= AIM OF THE TASK =
Your output must consist of the records printed verbatim, with the pictures excluded.

[Saved entries]
● ● ● ● ●
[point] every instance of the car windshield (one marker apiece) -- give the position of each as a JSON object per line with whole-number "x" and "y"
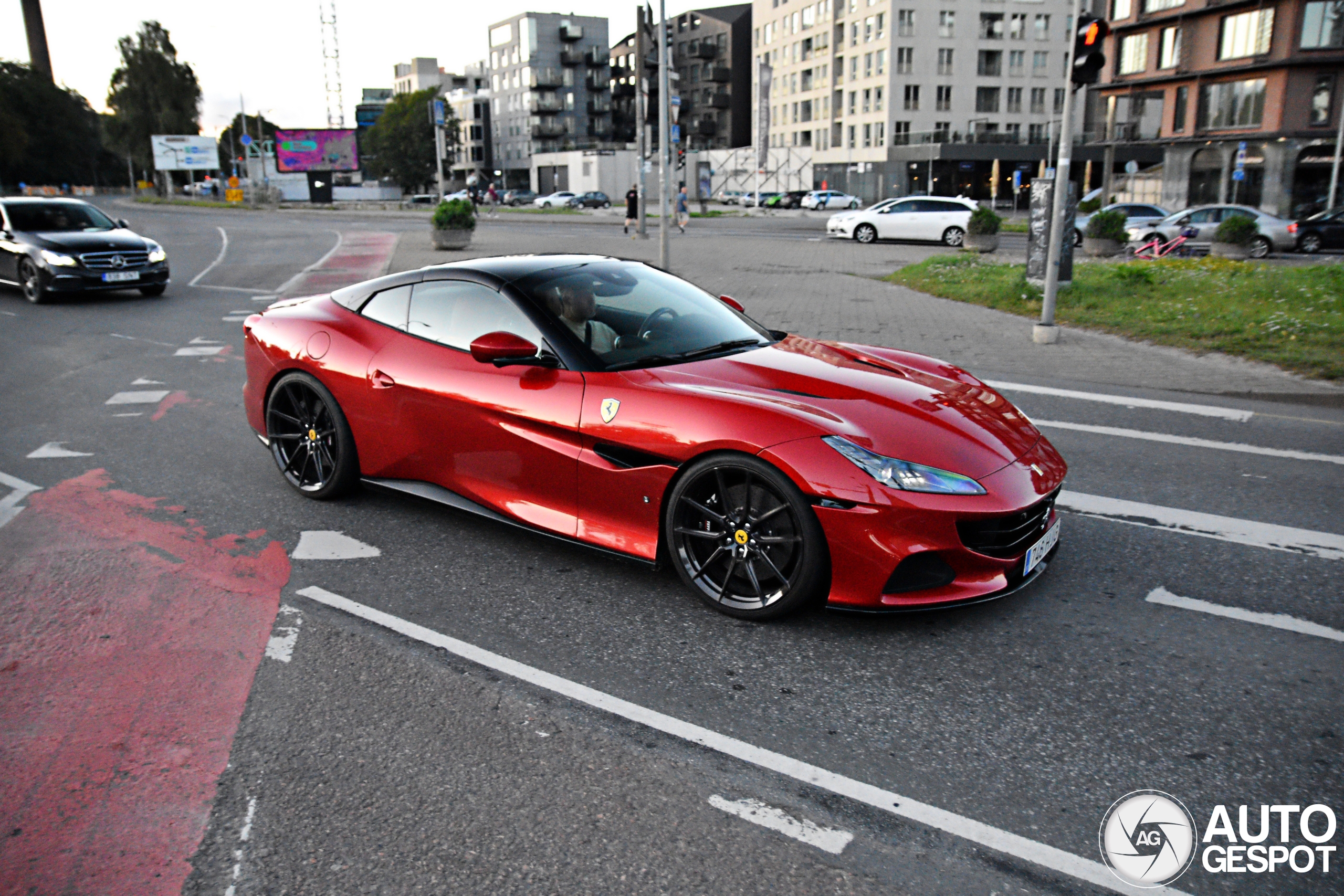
{"x": 627, "y": 315}
{"x": 57, "y": 218}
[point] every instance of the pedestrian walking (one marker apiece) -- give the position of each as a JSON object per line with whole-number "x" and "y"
{"x": 632, "y": 207}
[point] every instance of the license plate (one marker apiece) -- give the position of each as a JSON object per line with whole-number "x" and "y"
{"x": 1038, "y": 551}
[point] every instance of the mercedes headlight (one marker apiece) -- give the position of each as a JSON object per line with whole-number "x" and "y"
{"x": 904, "y": 475}
{"x": 57, "y": 260}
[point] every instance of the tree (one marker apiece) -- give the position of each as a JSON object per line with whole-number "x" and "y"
{"x": 49, "y": 135}
{"x": 401, "y": 144}
{"x": 151, "y": 93}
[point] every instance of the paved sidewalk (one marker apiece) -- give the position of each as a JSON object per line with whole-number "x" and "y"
{"x": 827, "y": 289}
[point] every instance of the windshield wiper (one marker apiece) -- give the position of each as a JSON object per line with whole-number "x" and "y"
{"x": 691, "y": 355}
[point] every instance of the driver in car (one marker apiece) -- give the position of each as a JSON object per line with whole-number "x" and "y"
{"x": 575, "y": 305}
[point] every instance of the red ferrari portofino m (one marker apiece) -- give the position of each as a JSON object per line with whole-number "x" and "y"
{"x": 613, "y": 405}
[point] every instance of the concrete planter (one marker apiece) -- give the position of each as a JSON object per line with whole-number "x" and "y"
{"x": 980, "y": 242}
{"x": 1234, "y": 251}
{"x": 1102, "y": 248}
{"x": 450, "y": 238}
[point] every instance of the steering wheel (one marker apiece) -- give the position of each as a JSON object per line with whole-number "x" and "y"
{"x": 648, "y": 321}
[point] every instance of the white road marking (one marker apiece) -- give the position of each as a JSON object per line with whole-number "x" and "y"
{"x": 826, "y": 839}
{"x": 331, "y": 546}
{"x": 1203, "y": 410}
{"x": 322, "y": 261}
{"x": 1273, "y": 620}
{"x": 10, "y": 504}
{"x": 224, "y": 250}
{"x": 281, "y": 645}
{"x": 1210, "y": 525}
{"x": 970, "y": 829}
{"x": 1193, "y": 442}
{"x": 140, "y": 397}
{"x": 53, "y": 449}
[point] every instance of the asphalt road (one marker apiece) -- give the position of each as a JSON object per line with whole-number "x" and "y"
{"x": 366, "y": 761}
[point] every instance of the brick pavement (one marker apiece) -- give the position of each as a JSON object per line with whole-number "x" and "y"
{"x": 827, "y": 289}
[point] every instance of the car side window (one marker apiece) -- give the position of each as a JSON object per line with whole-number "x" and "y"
{"x": 455, "y": 312}
{"x": 389, "y": 307}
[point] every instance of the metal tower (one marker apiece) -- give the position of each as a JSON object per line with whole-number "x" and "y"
{"x": 331, "y": 65}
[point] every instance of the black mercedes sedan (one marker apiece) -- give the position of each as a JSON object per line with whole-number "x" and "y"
{"x": 68, "y": 246}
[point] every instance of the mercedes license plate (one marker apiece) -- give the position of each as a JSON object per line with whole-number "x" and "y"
{"x": 1038, "y": 551}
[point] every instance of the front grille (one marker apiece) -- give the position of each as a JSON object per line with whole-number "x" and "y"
{"x": 1007, "y": 536}
{"x": 104, "y": 261}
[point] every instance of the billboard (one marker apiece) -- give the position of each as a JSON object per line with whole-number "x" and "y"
{"x": 316, "y": 151}
{"x": 185, "y": 152}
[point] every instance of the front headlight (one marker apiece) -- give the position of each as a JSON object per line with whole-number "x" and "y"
{"x": 57, "y": 260}
{"x": 904, "y": 475}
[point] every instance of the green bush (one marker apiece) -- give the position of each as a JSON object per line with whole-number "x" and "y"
{"x": 1238, "y": 230}
{"x": 1107, "y": 225}
{"x": 455, "y": 214}
{"x": 983, "y": 222}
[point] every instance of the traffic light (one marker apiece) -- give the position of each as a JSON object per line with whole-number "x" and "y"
{"x": 1089, "y": 58}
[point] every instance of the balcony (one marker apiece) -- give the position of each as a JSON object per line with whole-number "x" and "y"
{"x": 543, "y": 102}
{"x": 548, "y": 77}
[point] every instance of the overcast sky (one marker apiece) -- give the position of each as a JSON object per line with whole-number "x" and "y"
{"x": 272, "y": 51}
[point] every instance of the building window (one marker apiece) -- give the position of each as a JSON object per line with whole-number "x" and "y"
{"x": 1179, "y": 109}
{"x": 1232, "y": 104}
{"x": 1168, "y": 49}
{"x": 1133, "y": 54}
{"x": 1320, "y": 113}
{"x": 1323, "y": 26}
{"x": 1246, "y": 34}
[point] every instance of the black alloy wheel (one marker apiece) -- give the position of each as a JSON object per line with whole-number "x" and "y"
{"x": 310, "y": 437}
{"x": 743, "y": 537}
{"x": 32, "y": 280}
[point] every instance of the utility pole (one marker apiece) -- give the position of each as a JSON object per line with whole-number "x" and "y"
{"x": 664, "y": 139}
{"x": 1046, "y": 332}
{"x": 38, "y": 56}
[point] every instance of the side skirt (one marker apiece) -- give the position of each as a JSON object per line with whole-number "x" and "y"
{"x": 440, "y": 495}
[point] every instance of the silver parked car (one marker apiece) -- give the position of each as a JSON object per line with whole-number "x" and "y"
{"x": 1205, "y": 219}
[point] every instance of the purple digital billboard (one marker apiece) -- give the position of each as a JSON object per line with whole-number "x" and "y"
{"x": 316, "y": 151}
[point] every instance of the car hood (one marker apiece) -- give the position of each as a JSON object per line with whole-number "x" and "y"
{"x": 90, "y": 242}
{"x": 897, "y": 404}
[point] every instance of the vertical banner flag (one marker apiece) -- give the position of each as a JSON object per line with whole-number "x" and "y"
{"x": 764, "y": 114}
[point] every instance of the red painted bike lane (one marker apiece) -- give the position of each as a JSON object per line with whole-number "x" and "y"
{"x": 130, "y": 640}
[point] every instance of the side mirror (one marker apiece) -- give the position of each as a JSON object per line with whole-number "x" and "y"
{"x": 503, "y": 350}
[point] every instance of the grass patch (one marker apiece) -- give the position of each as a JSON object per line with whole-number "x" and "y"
{"x": 1287, "y": 316}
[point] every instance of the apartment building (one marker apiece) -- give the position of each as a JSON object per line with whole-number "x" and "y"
{"x": 550, "y": 89}
{"x": 1206, "y": 80}
{"x": 916, "y": 96}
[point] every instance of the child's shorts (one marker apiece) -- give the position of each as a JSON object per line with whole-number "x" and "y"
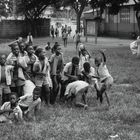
● ● ● ● ●
= REPLY =
[point] every instance of the car windshield (one marker apiece) -- give the position of each as a JSON object per line with whole-number "x" and "y"
{"x": 627, "y": 315}
{"x": 57, "y": 218}
[point] every instance of the pedestrian walking (one marker apiece) -- give the position of each as a JSON object per line with whole-number "x" and "y"
{"x": 632, "y": 207}
[point] every instance of the license plate (one marker apiece) -- give the position of each as a JSON object per line with whole-number "x" and "y"
{"x": 1038, "y": 551}
[point] every instance of the mercedes headlight (one marker apiece) -- give the position of each as a JSON object per line with whole-number "x" and "y"
{"x": 904, "y": 475}
{"x": 57, "y": 260}
[point] every instance of the tree (one marker apiece) -- give the position of each as a JSON object per line with whole-number "x" and "y"
{"x": 49, "y": 135}
{"x": 401, "y": 144}
{"x": 151, "y": 93}
[point] every instance of the paved sidewalk (one marker apiece) -- give the position of each as a JSON object per line with whole-number "x" and "y"
{"x": 827, "y": 289}
[point] every instance of the windshield wiper (one marker apiece) -- give the position of each as a JSON object per line with whole-number "x" and "y"
{"x": 691, "y": 355}
[point] every instance of the driver in car (one marker apiece) -- give the position of each as a JSON object per line with whole-number "x" and "y"
{"x": 575, "y": 305}
[point] every instance of the red ferrari portofino m (one marker apiece) -- give the position of each as a JSON object per line with whole-number "x" and "y"
{"x": 613, "y": 405}
[point] every instance of the concrete planter (one marker apiece) -- give the position of each as a JSON object per line with whole-number "x" and "y"
{"x": 980, "y": 242}
{"x": 1234, "y": 251}
{"x": 1102, "y": 248}
{"x": 450, "y": 238}
[point] every instance of the steering wheel (one marker apiece) -- give the position of each as a JSON object per line with whole-number "x" and "y"
{"x": 648, "y": 321}
[point] every instance of the white road marking (one marker apiece) -- give the position of each as a JSON object per line with whole-number "x" and "y"
{"x": 826, "y": 839}
{"x": 331, "y": 546}
{"x": 1203, "y": 410}
{"x": 322, "y": 261}
{"x": 1273, "y": 620}
{"x": 10, "y": 504}
{"x": 224, "y": 250}
{"x": 281, "y": 645}
{"x": 1210, "y": 525}
{"x": 970, "y": 829}
{"x": 1193, "y": 442}
{"x": 140, "y": 397}
{"x": 53, "y": 449}
[point] every instance of the asphalt road (one marker apiece) -- give the position of each as a JSON object per line with whole-number "x" and "y"
{"x": 366, "y": 761}
[point] every instance of the brick pavement (one marker apiece) -- give the position of each as a JSON object per line with whole-number "x" and "y"
{"x": 827, "y": 289}
[point] every instance of the car side window (one marker apiece) -- give the position of each as a JSON object per line with whole-number "x" and "y"
{"x": 455, "y": 312}
{"x": 389, "y": 307}
[point] every instance of the metal tower (one marker apiece) -- give the position of each as a JSON object per line with whole-number "x" and "y"
{"x": 331, "y": 65}
[point] every instance of the black mercedes sedan (one marker apiece) -- give the position of each as a JSON object per line with whole-number "x" and "y"
{"x": 68, "y": 246}
[point] every instance of the mercedes license plate (one marker apiece) -- give the position of each as a JSON object per line with whole-number "x" and "y"
{"x": 1038, "y": 551}
[point] every instance of the front grille (one marker apiece) -- give the position of each as a JSON object per line with whole-number "x" and "y"
{"x": 1007, "y": 536}
{"x": 104, "y": 261}
[point] every instance of the billboard (one marker apiece) -- give the position of each as a JSON object per line with whole-number "x" and "y"
{"x": 316, "y": 151}
{"x": 185, "y": 152}
[point] every instance of the front headlight (one marker apiece) -- give the position of each as a JSON object per line with whole-number "x" and "y"
{"x": 57, "y": 260}
{"x": 904, "y": 475}
[point] every instance of the green bush (one marker apiece) -- give the position of each as a JSON object per line with whole-number "x" and "y"
{"x": 1238, "y": 230}
{"x": 1107, "y": 225}
{"x": 455, "y": 214}
{"x": 983, "y": 222}
[point] every instance of the traffic light (one marker apiece) -- give the position of each as a JSON object per line with whole-number "x" and "y"
{"x": 1089, "y": 58}
[point] every instance of the balcony (one marker apiece) -- give the position of each as a JSON object per line with whole-number "x" and "y"
{"x": 543, "y": 102}
{"x": 548, "y": 77}
[point] every instance of the overcast sky (one marker apiece) -- give the position of each as a JSON object per line with whole-number "x" and "y"
{"x": 272, "y": 51}
[point] every instance of the building window (one marker apiece) -- give the position of each as a JSON object per line with whole-number "x" and "y"
{"x": 1179, "y": 109}
{"x": 1232, "y": 104}
{"x": 1168, "y": 49}
{"x": 1133, "y": 54}
{"x": 1320, "y": 113}
{"x": 1323, "y": 26}
{"x": 1246, "y": 34}
[point] every instance of the black alloy wheel (one marker apiece) -- give the position of each as a JSON object per line with whole-number "x" and "y"
{"x": 310, "y": 437}
{"x": 743, "y": 537}
{"x": 32, "y": 280}
[point] every instance of the utility pole (one marker apiece) -- give the position of each as a JSON object per line with whole-number "x" and "y"
{"x": 664, "y": 139}
{"x": 1046, "y": 332}
{"x": 38, "y": 56}
[point] every instance of the side skirt (one marker apiece) -- give the position of each as a JSON object per line with whole-number "x" and "y"
{"x": 440, "y": 495}
[point] every instance of the silver parked car (one marker apiece) -- give the position of each as a JSON object per line with whole-number "x" and "y"
{"x": 1205, "y": 219}
[point] every instance of the purple digital billboard (one marker apiece) -- give the position of each as a JSON object per line with whole-number "x" and "y"
{"x": 316, "y": 151}
[point] every instance of the car hood (one marker apiece) -- give the position of each as a JSON object per line with whole-number "x" and "y"
{"x": 90, "y": 242}
{"x": 897, "y": 404}
[point] every instance of the vertical banner flag (one marker apiece) -- give the position of each as a JSON object per line with whole-number "x" and "y"
{"x": 764, "y": 114}
[point] every instance of the red painted bike lane (one marker apiece) -- give the position of each as a JSON object per line with whole-number "x" and "y"
{"x": 130, "y": 640}
[point] every instance of the side mirror (one marker apiece) -- give the position of each as a JSON object per line with whole-number "x" and "y"
{"x": 503, "y": 350}
[point] every instance of the grass patch (one marker apiece) -- give the position of each as a JSON object per line with whole-number "x" and "y"
{"x": 1287, "y": 316}
[point] every instance of the apartment building (one marker apiece) -- give the position of each as a JSON object per line with whole-number "x" and "y"
{"x": 550, "y": 89}
{"x": 1206, "y": 80}
{"x": 916, "y": 96}
[point] every instance of the child's shorts (one marker apiece) -- give the position of each as a JSON object per line with whole-number "x" and "y"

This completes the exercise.